PASSAGE SHOWN

start

As input data is used a toy-MC sample consisting of two gaussian distributions.
The output file "TMVACV.root" can be analysed with the use of dedicated macros (simply say: root -l <macro.C>), which can be conveniently invoked through a GUI that will appear at the end of the run of this macro. Launch the GUI via the command:
root -l -e 'TMVA::TMVAGui("TMVACV.root")'
Cross evaluation is a special case of k-folds cross validation where the splitting into k folds is computed deterministically. This ensures that the a given event will always end up in the same fold.
In addition all resulting classifiers are saved and can be applied to new
data using MethodCrossValidation
. One requirement for this to work is a
splitting function that is evaluated for each event to determine into what
fold it goes (for training/evaluation) or to what classifier (for
application).
Cross evaluation uses a deterministic split to partition the data into
folds called the split expression. The expression can be any valid
TFormula
as long as all parts used are defined.
For each event the split expression is evaluated to a number and the event is put in the fold corresponding to that number.
It is recommended to always use %int([NumFolds])
at the end of the
expression.
The split expression has access to all spectators and variables defined in
the dataloader. Additionally, the number of folds in the split can be
accessed with NumFolds
(or numFolds
).
"int(fabs([eventID]))%int([NumFolds])"
Author: Kim Albertsson (adapted from code originally by Andreas Hoecker)
This notebook tutorial was automatically generated with ROOTBOOK-izer from the macro found in the ROOT repository on Wednesday, April 17, 2024 at 11:22 AM.

end

Dataset records
start

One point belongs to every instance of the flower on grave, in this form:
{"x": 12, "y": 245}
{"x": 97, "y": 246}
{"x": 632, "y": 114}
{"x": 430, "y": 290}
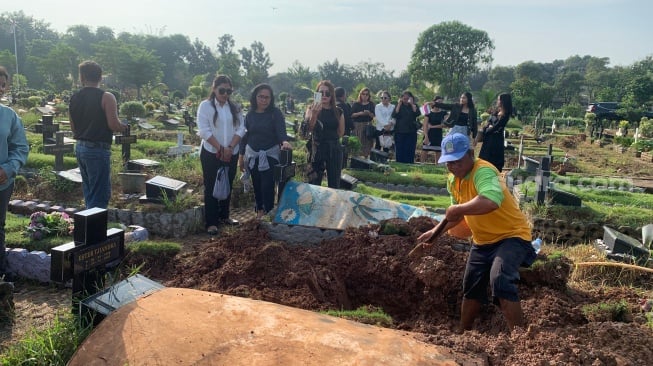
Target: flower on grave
{"x": 43, "y": 224}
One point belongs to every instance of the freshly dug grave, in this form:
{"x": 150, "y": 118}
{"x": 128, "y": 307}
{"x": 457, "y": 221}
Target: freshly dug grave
{"x": 363, "y": 268}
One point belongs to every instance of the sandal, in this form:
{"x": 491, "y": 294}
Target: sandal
{"x": 212, "y": 230}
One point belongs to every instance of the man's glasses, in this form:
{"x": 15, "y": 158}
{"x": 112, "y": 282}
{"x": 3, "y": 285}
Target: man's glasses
{"x": 223, "y": 91}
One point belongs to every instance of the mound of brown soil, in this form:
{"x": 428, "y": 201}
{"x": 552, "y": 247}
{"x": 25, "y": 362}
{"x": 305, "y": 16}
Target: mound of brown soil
{"x": 363, "y": 268}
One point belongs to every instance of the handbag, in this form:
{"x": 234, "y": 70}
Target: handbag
{"x": 371, "y": 131}
{"x": 222, "y": 188}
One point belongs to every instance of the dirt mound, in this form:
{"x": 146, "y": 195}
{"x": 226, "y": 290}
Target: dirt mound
{"x": 363, "y": 268}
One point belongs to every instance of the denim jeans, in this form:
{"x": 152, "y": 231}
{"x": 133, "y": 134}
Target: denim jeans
{"x": 5, "y": 195}
{"x": 95, "y": 168}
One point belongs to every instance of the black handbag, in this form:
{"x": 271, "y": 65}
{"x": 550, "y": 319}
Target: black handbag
{"x": 371, "y": 132}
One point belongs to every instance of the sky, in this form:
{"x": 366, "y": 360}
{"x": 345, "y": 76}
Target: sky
{"x": 354, "y": 31}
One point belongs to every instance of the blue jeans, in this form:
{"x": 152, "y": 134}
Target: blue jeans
{"x": 95, "y": 168}
{"x": 5, "y": 195}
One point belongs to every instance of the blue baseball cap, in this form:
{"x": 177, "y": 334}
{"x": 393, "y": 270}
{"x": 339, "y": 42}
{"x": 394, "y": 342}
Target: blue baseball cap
{"x": 454, "y": 147}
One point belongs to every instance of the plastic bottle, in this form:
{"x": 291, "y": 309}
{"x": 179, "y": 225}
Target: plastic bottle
{"x": 537, "y": 245}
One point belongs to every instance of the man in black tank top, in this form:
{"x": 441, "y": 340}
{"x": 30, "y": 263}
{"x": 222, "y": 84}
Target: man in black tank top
{"x": 93, "y": 120}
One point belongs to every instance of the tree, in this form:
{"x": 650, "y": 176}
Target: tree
{"x": 447, "y": 53}
{"x": 256, "y": 63}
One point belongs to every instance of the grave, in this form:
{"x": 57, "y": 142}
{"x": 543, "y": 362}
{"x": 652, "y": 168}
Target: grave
{"x": 283, "y": 171}
{"x": 180, "y": 149}
{"x": 326, "y": 208}
{"x": 162, "y": 188}
{"x": 531, "y": 164}
{"x": 622, "y": 247}
{"x": 47, "y": 128}
{"x": 379, "y": 156}
{"x": 58, "y": 149}
{"x": 126, "y": 139}
{"x": 85, "y": 259}
{"x": 140, "y": 165}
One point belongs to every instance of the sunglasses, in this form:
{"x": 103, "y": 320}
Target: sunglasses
{"x": 223, "y": 91}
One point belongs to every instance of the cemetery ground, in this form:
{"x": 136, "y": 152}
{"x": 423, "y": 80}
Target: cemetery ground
{"x": 576, "y": 313}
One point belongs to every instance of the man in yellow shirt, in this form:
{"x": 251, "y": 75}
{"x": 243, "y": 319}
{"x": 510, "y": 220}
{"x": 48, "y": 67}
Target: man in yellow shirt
{"x": 500, "y": 231}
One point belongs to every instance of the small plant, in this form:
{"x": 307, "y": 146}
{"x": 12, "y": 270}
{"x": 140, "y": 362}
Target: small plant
{"x": 43, "y": 225}
{"x": 604, "y": 312}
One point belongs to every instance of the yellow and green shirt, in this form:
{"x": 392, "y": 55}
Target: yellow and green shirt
{"x": 507, "y": 221}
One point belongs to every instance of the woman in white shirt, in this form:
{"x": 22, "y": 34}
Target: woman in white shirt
{"x": 384, "y": 122}
{"x": 221, "y": 126}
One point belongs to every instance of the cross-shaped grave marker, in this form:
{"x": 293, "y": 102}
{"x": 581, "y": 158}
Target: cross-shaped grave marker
{"x": 180, "y": 149}
{"x": 126, "y": 139}
{"x": 284, "y": 171}
{"x": 47, "y": 128}
{"x": 58, "y": 149}
{"x": 84, "y": 260}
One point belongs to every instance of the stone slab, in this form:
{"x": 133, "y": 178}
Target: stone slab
{"x": 310, "y": 205}
{"x": 176, "y": 326}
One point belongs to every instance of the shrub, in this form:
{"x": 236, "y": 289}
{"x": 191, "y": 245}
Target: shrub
{"x": 43, "y": 224}
{"x": 132, "y": 109}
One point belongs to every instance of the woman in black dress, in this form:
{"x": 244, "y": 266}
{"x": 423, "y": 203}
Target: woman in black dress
{"x": 492, "y": 149}
{"x": 261, "y": 145}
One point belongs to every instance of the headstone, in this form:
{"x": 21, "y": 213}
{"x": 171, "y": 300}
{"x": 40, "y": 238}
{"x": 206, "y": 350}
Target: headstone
{"x": 47, "y": 128}
{"x": 58, "y": 149}
{"x": 285, "y": 170}
{"x": 126, "y": 139}
{"x": 159, "y": 188}
{"x": 531, "y": 164}
{"x": 180, "y": 149}
{"x": 542, "y": 179}
{"x": 620, "y": 243}
{"x": 85, "y": 259}
{"x": 139, "y": 165}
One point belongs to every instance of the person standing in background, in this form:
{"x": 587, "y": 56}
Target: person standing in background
{"x": 14, "y": 150}
{"x": 326, "y": 125}
{"x": 406, "y": 126}
{"x": 493, "y": 149}
{"x": 385, "y": 124}
{"x": 260, "y": 147}
{"x": 221, "y": 126}
{"x": 362, "y": 112}
{"x": 432, "y": 128}
{"x": 93, "y": 120}
{"x": 341, "y": 102}
{"x": 462, "y": 118}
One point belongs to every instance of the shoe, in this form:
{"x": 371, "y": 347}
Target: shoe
{"x": 212, "y": 230}
{"x": 230, "y": 221}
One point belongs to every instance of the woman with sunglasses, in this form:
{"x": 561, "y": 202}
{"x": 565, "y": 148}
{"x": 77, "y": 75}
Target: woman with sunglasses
{"x": 384, "y": 122}
{"x": 326, "y": 125}
{"x": 362, "y": 113}
{"x": 221, "y": 126}
{"x": 261, "y": 146}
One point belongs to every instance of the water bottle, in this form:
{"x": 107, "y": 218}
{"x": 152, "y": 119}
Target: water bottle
{"x": 537, "y": 245}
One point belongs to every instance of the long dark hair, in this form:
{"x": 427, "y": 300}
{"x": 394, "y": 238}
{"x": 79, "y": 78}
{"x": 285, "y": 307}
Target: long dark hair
{"x": 223, "y": 79}
{"x": 506, "y": 103}
{"x": 253, "y": 103}
{"x": 470, "y": 101}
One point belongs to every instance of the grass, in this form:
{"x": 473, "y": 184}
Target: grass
{"x": 53, "y": 345}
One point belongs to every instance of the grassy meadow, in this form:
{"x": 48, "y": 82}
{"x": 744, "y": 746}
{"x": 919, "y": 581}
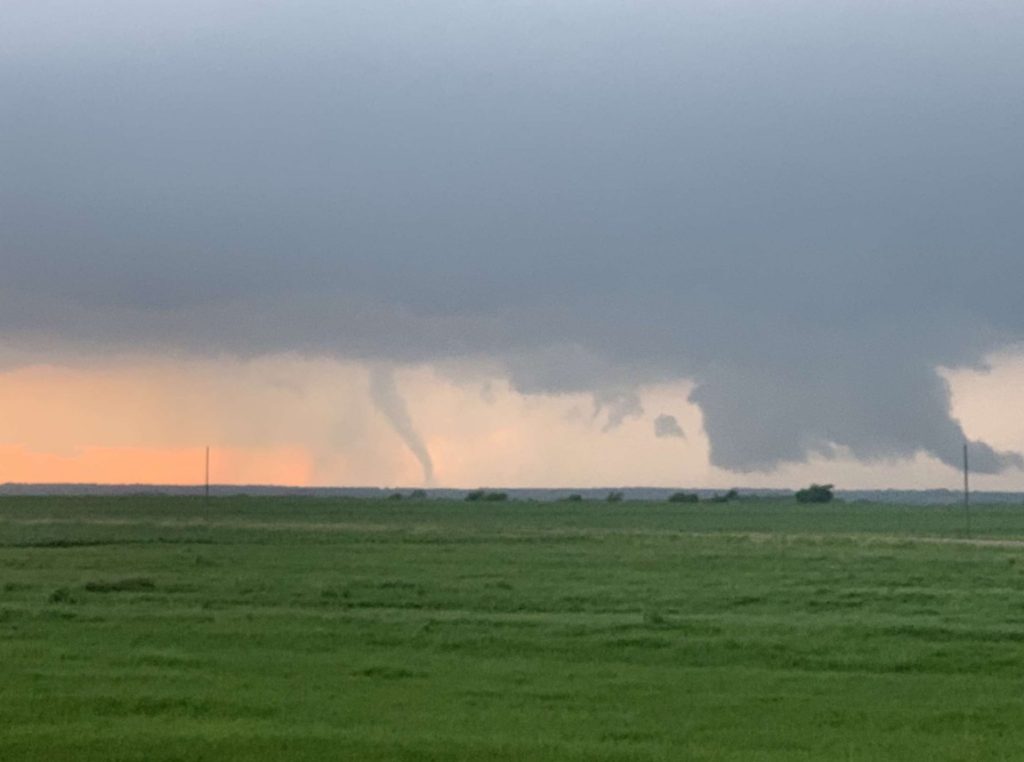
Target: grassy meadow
{"x": 152, "y": 628}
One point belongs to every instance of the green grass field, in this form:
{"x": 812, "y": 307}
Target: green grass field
{"x": 301, "y": 629}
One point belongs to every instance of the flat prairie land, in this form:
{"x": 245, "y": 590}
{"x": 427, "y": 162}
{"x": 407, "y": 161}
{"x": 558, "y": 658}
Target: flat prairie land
{"x": 153, "y": 628}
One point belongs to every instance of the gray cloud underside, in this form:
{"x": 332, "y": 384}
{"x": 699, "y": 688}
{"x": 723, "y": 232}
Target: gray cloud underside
{"x": 805, "y": 207}
{"x": 668, "y": 426}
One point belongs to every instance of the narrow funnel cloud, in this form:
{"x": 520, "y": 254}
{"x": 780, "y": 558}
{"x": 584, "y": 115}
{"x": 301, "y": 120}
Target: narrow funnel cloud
{"x": 389, "y": 401}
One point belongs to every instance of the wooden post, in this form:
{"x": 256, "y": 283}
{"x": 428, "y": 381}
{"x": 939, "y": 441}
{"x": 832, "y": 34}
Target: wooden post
{"x": 967, "y": 494}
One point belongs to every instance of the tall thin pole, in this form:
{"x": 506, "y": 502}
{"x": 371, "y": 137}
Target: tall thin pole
{"x": 967, "y": 494}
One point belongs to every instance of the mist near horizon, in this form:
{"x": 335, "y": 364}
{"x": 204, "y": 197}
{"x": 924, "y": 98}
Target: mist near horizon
{"x": 806, "y": 211}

end

OBJECTIVES
1. In the cross evaluation passage, copy the part from "The split expression has" to "by Andreas Hoecker)", switching "dataloader" to "data loader".
2. According to the cross evaluation passage, what is recommended to always use at the end of the split expression?
3. Translate this sentence from the cross evaluation passage into Spanish: "Cross evaluation is a special case of k-folds cross validation where the splitting into k folds is computed deterministically."

THE RESPONSES
1.
The split expression has access to all spectators and variables defined in
the data loader. Additionally, the number of folds in the split can be
accessed with NumFolds
(or numFolds
).
"int(fabs([eventID]))%int([NumFolds])"
Author: Kim Albertsson (adapted from code originally by Andreas Hoecker)

2. %int([NumFolds])

3. La evaluación cruzada es un caso especial de la validación cruzada de k particiones en el que la división en k particiones se calcula de forma determinista.